Baltimore opens second coronavirus testing site at Druid Hill Park, plans third in East Baltimore next week

Baltimore has opened a second coronavirus testing site in the Rawlings Conservatory at Druid Hill Park, Mayor Bernard C. “Jack” Young announced Tuesday.

The site, which is being operated in cooperation with the Maryland National Guard, began offering tests Tuesday. Like the city’s existing testing site at Pimlico Race Course, an appointment and a referral from a doctor are required. Patients can walk into the conservatory site, while the Pimlico center offers drive-thru service.


Baltimore has been working to expand its testing capacity in response to the coronavirus, which has killed more than 500 Marylanders and sickened thousands more. City officials said previously they are trying to locate the centers in the city’s hardest-hit areas. The first, opened at Pimlico Race Course on April 10, is in one of Baltimore’s most affected ZIP codes: 21215 in Northwest Baltimore. That area had 273 cases of the virus as of Tuesday.

The newest testing site is in the 21217 ZIP code, which had 62 cases of the virus as of Tuesday. A third site is expected to open in East Baltimore next week, said city health commissioner Letitia Dzirasa.

* _Exercise tasks_:
1 > From the testing-site article, reproduce word for word the part that opens with the words containing "Baltimore has opened" and closes with "Young announced Tuesday.".
2 > Decide whether each statement agrees with the testing-site article. Answer yes or no, and quote the deciding words: (a) The Druid Hill Park site offers drive-thru service. (b) The Pimlico Race Course site opened on April 10. (c) The 21217 ZIP code had 62 cases of the virus as of Tuesday.
3 > Translate this sentence from the testing-site article into Spanish: "The site, which is being operated in cooperation with the Maryland National Guard, began offering tests Tuesday."

* _Information_:
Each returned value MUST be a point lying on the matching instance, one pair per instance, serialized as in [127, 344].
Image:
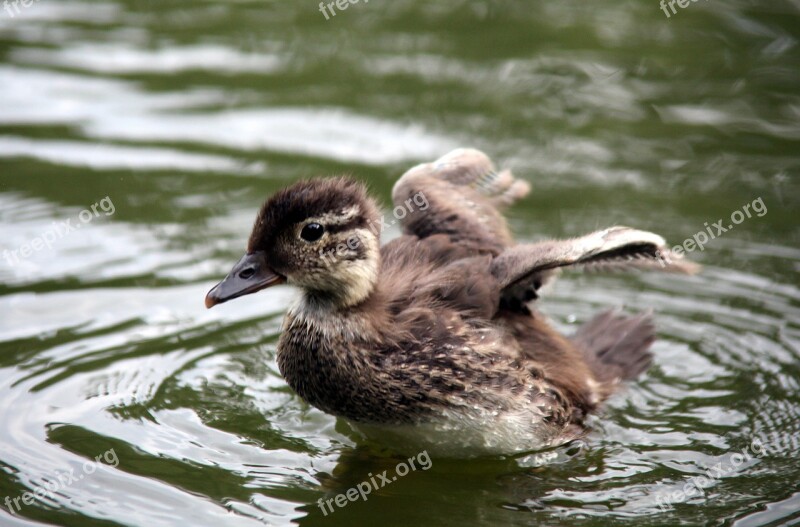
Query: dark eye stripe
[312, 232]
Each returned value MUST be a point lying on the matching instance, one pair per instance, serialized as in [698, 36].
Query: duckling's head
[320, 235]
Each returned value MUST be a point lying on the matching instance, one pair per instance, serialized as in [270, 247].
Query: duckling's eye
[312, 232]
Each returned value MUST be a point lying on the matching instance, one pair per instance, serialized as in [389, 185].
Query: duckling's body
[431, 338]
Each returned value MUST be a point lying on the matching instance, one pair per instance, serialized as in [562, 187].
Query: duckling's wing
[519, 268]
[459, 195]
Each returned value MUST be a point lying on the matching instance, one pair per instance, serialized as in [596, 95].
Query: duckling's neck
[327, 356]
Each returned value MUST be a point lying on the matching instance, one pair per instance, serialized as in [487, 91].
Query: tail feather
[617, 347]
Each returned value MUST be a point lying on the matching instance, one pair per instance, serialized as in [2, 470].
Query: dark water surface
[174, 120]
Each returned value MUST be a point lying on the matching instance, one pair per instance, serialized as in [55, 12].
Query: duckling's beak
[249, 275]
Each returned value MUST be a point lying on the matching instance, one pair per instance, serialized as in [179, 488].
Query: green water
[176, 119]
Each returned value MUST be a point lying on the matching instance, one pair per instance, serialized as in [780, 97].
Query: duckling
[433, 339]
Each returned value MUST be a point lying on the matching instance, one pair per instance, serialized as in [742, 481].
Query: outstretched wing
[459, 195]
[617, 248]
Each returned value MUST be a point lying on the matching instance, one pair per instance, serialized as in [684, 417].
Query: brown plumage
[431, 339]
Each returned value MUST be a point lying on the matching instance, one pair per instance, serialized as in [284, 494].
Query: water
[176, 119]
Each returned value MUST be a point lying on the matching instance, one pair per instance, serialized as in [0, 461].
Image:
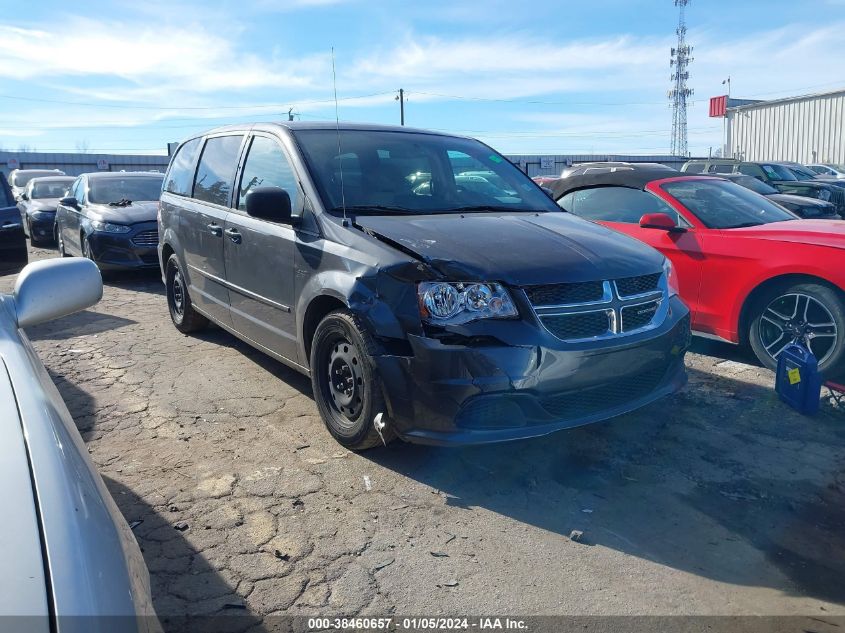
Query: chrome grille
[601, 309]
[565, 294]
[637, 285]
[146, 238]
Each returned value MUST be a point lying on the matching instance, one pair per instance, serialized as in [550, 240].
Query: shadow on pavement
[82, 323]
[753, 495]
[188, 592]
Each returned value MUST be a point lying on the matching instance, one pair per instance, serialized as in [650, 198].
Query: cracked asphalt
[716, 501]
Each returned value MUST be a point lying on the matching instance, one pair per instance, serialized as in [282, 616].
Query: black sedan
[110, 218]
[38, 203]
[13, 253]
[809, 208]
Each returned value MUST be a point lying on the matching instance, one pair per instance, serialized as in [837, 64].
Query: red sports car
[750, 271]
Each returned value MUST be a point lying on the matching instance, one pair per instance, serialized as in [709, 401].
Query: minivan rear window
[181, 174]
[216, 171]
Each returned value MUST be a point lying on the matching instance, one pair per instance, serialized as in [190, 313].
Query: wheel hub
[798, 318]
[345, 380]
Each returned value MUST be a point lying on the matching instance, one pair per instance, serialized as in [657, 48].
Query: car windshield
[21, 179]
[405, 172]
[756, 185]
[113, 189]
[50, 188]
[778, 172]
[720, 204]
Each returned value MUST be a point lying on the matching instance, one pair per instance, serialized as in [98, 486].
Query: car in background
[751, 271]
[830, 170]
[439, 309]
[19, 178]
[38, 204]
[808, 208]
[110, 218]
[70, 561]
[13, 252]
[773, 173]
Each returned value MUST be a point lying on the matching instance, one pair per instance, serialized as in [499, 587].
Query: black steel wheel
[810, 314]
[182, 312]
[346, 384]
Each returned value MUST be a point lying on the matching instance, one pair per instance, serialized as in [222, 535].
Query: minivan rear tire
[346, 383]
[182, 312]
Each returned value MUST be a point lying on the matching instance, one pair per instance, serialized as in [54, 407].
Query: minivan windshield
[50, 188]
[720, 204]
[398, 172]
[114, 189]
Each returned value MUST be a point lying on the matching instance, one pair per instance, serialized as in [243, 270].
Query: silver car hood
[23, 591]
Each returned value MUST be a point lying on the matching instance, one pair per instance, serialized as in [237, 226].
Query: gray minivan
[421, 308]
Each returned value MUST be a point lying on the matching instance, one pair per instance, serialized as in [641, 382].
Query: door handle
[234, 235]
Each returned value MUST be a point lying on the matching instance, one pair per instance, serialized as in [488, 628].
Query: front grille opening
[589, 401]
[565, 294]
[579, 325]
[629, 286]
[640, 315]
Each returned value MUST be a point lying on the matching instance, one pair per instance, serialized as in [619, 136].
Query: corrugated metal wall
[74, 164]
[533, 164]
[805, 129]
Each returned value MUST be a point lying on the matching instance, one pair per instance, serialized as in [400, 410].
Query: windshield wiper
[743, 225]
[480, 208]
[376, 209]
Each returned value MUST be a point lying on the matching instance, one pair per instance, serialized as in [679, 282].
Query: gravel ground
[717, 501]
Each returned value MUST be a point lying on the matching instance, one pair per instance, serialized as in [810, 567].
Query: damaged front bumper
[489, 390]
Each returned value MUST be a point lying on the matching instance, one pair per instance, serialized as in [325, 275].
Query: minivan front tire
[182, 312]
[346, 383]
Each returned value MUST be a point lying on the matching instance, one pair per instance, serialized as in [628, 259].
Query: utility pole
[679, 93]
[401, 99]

* * *

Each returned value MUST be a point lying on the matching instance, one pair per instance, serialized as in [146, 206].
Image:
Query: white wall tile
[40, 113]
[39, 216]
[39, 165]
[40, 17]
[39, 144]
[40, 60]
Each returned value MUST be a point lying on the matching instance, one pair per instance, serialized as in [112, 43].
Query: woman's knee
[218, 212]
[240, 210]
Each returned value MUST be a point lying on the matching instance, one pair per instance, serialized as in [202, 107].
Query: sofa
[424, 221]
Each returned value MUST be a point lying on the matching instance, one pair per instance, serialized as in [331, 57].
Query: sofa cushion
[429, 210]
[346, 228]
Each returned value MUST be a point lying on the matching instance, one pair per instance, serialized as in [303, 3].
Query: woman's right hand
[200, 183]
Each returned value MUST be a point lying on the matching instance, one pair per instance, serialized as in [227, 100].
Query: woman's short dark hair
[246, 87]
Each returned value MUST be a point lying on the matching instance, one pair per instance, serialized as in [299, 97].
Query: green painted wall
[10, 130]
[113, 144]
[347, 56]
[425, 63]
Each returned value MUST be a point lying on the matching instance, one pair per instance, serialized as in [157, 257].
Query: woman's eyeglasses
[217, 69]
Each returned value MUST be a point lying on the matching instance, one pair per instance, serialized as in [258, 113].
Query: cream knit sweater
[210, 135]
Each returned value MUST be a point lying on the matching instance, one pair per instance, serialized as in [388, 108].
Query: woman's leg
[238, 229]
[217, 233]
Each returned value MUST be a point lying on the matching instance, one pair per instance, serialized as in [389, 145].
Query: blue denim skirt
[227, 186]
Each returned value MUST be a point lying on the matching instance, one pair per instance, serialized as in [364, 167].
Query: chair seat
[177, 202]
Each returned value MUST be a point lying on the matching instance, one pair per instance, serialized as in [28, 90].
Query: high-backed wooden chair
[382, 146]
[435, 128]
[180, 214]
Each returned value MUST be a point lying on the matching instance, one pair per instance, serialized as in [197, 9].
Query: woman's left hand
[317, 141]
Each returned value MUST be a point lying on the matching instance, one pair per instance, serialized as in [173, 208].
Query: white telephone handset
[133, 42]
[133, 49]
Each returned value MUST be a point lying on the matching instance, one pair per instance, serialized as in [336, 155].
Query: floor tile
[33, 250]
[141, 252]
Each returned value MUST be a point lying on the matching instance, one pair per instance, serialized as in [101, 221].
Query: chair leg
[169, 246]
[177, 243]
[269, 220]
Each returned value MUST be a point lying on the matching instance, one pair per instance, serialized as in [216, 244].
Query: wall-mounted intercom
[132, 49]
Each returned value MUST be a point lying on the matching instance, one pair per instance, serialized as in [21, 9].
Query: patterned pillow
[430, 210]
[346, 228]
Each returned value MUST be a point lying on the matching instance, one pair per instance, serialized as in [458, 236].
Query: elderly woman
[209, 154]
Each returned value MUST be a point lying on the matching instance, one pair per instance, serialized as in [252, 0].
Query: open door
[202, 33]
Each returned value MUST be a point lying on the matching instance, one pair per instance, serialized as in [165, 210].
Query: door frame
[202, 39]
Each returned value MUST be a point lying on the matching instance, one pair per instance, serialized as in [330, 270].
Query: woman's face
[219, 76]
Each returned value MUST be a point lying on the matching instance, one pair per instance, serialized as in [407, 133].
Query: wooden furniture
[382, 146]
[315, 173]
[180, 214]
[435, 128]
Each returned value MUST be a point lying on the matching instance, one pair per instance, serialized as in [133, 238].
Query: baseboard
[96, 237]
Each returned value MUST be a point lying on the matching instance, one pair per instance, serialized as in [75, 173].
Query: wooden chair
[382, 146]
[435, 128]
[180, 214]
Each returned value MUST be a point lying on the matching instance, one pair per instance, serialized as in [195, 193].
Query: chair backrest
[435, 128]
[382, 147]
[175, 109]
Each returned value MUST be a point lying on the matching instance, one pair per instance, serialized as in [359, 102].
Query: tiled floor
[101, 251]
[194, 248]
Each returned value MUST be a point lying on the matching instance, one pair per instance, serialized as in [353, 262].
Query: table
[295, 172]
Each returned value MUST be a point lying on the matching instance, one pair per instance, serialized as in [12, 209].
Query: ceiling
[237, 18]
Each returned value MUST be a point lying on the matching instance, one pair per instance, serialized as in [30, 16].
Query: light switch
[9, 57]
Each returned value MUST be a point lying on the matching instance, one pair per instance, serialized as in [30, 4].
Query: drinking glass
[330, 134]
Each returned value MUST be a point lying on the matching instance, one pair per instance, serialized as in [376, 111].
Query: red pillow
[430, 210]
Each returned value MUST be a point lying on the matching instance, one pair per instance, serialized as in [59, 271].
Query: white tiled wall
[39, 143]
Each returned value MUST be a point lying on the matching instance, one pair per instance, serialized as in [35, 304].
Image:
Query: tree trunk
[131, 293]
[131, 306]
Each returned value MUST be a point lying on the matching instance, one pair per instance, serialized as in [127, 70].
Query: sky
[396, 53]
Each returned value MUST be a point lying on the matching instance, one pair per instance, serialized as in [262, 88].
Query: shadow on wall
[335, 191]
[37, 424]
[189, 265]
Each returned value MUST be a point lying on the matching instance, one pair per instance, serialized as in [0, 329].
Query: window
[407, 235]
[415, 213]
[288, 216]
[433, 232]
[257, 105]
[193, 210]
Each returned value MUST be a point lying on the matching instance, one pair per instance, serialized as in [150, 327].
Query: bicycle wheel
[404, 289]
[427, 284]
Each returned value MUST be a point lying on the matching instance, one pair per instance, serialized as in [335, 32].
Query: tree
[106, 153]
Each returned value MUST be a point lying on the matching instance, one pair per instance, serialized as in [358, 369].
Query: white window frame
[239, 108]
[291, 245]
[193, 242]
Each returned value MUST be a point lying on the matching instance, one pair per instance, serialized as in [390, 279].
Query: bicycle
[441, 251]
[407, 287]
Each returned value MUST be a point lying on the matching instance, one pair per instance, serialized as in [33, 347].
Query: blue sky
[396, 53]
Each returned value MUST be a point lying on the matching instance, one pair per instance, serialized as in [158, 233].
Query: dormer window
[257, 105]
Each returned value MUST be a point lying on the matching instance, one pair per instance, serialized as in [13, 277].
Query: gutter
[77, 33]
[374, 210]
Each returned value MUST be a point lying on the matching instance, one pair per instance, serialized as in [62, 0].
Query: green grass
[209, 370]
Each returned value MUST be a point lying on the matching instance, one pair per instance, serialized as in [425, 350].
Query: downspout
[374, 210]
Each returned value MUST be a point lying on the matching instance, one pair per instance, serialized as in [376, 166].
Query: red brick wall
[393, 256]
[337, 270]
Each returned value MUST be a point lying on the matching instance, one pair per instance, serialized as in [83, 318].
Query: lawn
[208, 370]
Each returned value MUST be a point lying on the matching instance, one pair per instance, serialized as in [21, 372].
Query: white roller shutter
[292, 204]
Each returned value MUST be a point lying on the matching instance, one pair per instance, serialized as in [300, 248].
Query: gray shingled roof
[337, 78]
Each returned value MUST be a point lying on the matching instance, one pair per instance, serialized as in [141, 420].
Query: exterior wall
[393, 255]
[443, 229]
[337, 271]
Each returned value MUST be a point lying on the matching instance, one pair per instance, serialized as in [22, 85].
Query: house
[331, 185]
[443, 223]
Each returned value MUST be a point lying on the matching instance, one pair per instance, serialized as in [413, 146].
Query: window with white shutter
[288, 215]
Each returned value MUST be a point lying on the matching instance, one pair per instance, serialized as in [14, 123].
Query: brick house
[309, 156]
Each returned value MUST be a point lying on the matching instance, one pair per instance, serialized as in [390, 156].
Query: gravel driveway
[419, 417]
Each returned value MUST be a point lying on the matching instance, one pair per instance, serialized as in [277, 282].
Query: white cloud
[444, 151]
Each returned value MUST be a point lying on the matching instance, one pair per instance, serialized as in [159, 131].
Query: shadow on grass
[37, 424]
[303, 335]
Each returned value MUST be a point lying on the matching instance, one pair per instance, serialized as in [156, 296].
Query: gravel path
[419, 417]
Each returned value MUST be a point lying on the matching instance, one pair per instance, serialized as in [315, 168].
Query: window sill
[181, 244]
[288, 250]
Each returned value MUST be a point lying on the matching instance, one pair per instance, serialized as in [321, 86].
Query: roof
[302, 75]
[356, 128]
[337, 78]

---

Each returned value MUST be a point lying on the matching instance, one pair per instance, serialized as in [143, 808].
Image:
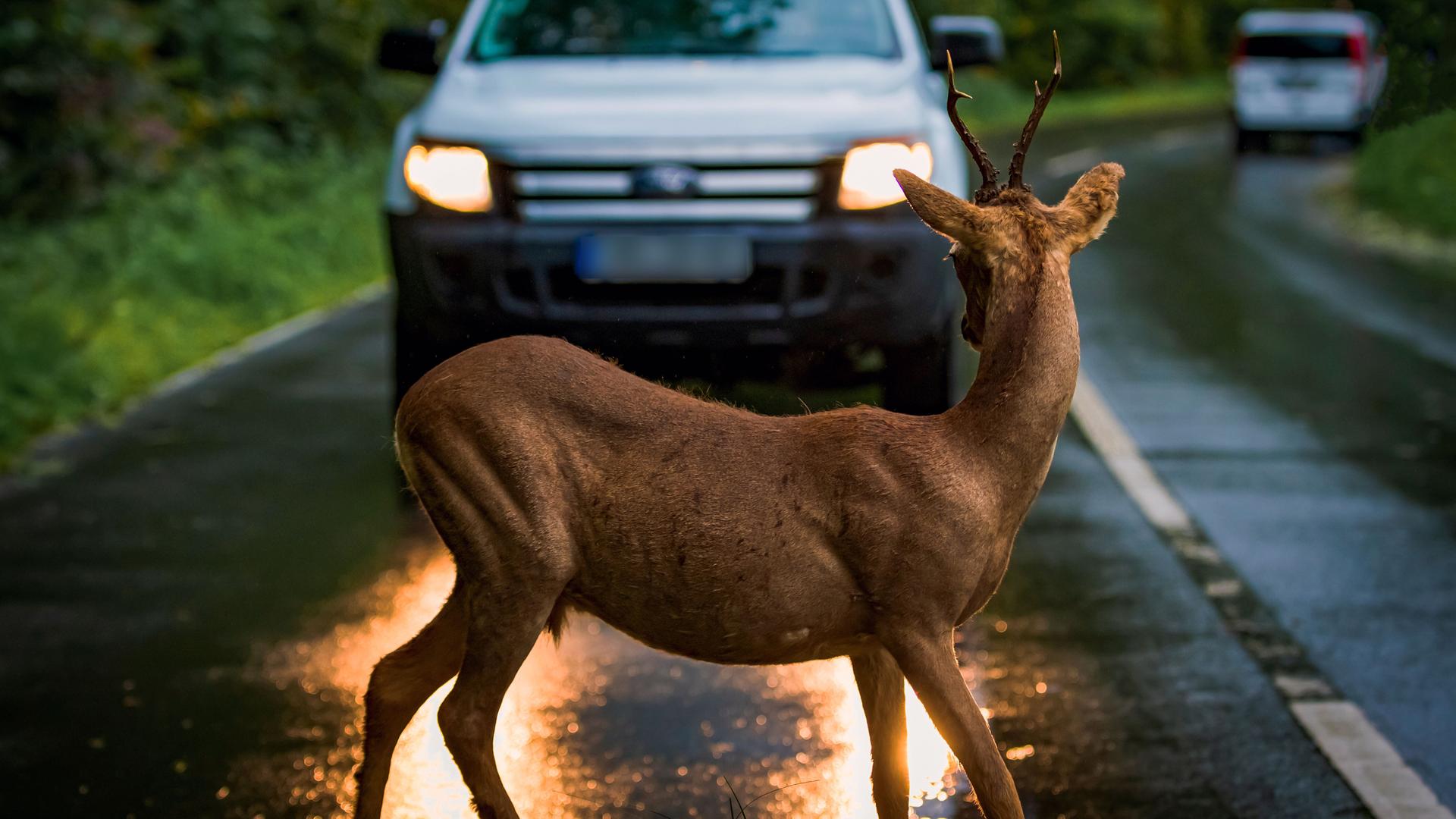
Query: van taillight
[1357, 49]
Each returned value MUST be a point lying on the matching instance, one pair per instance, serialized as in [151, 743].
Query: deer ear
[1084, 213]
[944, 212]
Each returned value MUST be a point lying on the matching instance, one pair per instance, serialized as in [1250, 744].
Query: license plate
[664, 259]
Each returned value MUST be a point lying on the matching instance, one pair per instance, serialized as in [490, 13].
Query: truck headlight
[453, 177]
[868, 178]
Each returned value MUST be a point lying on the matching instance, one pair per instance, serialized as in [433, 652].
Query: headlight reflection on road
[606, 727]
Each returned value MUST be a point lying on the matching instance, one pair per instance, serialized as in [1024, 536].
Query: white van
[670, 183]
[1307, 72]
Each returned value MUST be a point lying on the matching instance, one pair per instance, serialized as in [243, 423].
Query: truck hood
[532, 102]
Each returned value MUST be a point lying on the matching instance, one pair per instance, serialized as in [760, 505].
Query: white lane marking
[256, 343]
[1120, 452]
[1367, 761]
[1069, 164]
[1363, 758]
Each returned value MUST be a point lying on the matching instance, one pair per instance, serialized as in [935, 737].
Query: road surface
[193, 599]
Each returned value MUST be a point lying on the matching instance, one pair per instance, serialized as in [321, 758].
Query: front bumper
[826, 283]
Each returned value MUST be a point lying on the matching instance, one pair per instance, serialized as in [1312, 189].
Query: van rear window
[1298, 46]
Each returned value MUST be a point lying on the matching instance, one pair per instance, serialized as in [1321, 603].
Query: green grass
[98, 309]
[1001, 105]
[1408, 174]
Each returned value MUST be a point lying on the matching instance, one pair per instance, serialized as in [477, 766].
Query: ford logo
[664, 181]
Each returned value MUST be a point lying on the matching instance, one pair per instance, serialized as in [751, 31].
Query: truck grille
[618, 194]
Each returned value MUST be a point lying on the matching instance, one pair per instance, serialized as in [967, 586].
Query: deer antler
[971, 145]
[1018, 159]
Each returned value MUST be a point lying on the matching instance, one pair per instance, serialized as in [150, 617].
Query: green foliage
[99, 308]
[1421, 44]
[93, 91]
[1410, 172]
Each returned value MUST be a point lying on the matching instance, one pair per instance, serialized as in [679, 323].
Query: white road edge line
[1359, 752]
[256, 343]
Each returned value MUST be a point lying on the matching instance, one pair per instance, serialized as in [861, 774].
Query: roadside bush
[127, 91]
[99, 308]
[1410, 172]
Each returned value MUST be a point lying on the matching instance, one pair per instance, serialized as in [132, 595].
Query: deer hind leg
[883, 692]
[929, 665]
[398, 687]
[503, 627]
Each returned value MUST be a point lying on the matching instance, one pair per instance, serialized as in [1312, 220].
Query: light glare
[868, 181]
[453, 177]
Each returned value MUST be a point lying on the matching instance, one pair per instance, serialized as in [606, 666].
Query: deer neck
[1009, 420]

* _Your responses_:
1 >
Baltimore has opened a second coronavirus testing site in the Rawlings Conservatory at Druid Hill Park, Mayor Bernard C. “Jack” Young announced Tuesday.

2 >
(a) No: "Patients can walk into the conservatory site, while the Pimlico center offers drive-thru service."
(b) Yes: "The first, opened at Pimlico Race Course on April 10"
(c) Yes: "The newest testing site is in the 21217 ZIP code, which had 62 cases of the virus as of Tuesday."

3 > El sitio, que se opera en cooperación con la Guardia Nacional de Maryland, comenzó a ofrecer pruebas el martes.